* Start Material provided *

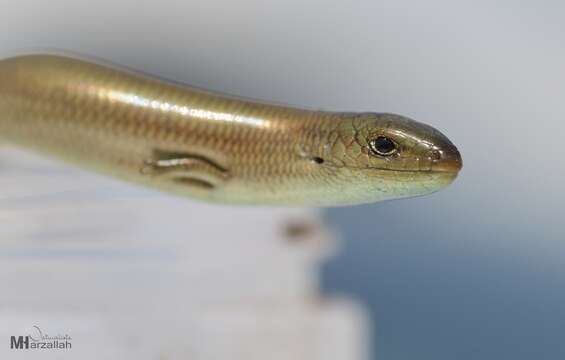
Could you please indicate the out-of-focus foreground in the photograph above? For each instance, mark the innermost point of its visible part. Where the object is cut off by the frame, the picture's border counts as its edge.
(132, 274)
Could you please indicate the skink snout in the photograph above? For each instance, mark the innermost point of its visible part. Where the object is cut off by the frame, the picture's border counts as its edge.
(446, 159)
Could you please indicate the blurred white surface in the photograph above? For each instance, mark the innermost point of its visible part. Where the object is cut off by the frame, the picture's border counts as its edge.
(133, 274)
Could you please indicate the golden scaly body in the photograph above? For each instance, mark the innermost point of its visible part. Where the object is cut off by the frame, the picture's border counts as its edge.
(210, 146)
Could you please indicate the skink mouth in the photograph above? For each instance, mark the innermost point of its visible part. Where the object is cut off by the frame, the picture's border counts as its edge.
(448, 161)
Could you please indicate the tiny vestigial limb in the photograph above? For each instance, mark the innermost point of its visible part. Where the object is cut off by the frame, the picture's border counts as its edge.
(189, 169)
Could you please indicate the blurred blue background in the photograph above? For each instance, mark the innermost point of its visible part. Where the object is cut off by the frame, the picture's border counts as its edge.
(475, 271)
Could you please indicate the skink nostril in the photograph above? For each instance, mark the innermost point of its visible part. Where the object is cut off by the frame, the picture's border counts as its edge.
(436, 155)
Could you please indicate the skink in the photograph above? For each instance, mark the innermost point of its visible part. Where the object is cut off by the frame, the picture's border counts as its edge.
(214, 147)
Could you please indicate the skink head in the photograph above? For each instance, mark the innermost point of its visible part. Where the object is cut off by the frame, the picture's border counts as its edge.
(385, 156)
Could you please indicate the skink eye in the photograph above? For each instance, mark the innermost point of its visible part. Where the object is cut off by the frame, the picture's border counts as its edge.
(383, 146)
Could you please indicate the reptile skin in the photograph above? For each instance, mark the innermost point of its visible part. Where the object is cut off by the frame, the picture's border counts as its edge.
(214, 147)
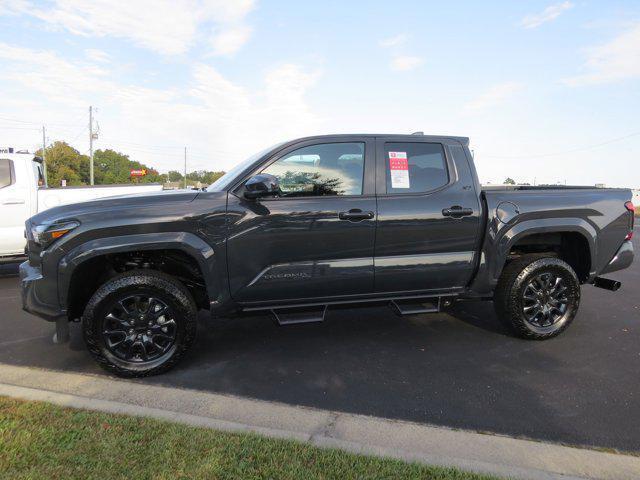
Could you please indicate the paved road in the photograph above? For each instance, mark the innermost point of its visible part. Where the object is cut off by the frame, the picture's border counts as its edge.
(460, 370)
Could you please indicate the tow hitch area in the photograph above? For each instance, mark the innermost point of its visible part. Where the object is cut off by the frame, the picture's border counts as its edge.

* End Material provided *

• _What is needed_: Repeat every record above exactly, but leave out any pictures.

• _Full response_:
Could you please indicate the out-of-focus foreground in the photograph above? For each instance, mark the innermost point of its visible part. Where the object is cut off by the frame, the picture's border counts as its edge.
(132, 274)
Could you please indicate the skink snout in the photograph above? For each instance, mark the innermost point of its visible part. Where the object is cut off by the frame, the picture's border counts as its edge.
(446, 159)
Could you please indicate the blurred white surface in the photograph above? For each instance, mark the innermost point of its visible part. Where the object is cut off by the frame, the picture's border counts as its edge.
(133, 274)
Could you please indicate the golden scaly body in the photograph above? For each instance, mark the innermost point of its visible part. Where the object is cut off by the frame, the picture's border counts as its edge.
(210, 146)
Could you please indicate the skink mouth in the photograph above? For each instance, mark the innermost point of its visible part. Where the object is cut off by the frame, the picture's border counts as its edge.
(448, 161)
Could you please indicate the tiny vestigial limb in the photograph above? For each instance, mark the innermost point of its visible part. Where the object is cut off by the frame, the picture's border counts as its edge.
(189, 169)
Could you please indicate the blurred blue background in the photograph above? For each instance, mark the innermost point of its visible part. Where the object is cut off by the frame, the picture's border counts as its edge.
(475, 271)
Could you please indicate the skink nostril in the photograph above? For each instance, mark the innermost point of its visible part. Where the object is cut off by the frame, the picture's border counts as its edge.
(436, 155)
Could you please indicate the skink in the photograph above? For each instance, mark the innermost point of its visible part. Where the object is cut off by the frame, the picture's border counts as its edge.
(214, 147)
Could you please indicate the skink head in the photograph above? For each instance, mark the innermost point of its visible part. Where the object is cut off by the frame, the picture's border counts as its edge.
(385, 156)
Could you please indicate the skink eye in the photograph above? For each instance, mark the innermost point of its visible part. Where the object is cut off by the frame, the picture's border counts as its edge.
(383, 146)
Could you please indicate the reptile skin in the photograph above? For each instance, mark the innermost point of its visible part. Where the object is cut off by the frame, the picture's border counts as its edge.
(214, 147)
Could you please indicate the paved road in the photograph above? For each instance, mark the innermost point of its visible part. Where the object is cut off by the frame, the picture's border counts as its edge.
(460, 370)
Could you please indicate the tow hitch area in the photograph above? For each instance, mark the innermost point of its visible part. Where the object is cut off by the frame, the picture's border counts as its edge.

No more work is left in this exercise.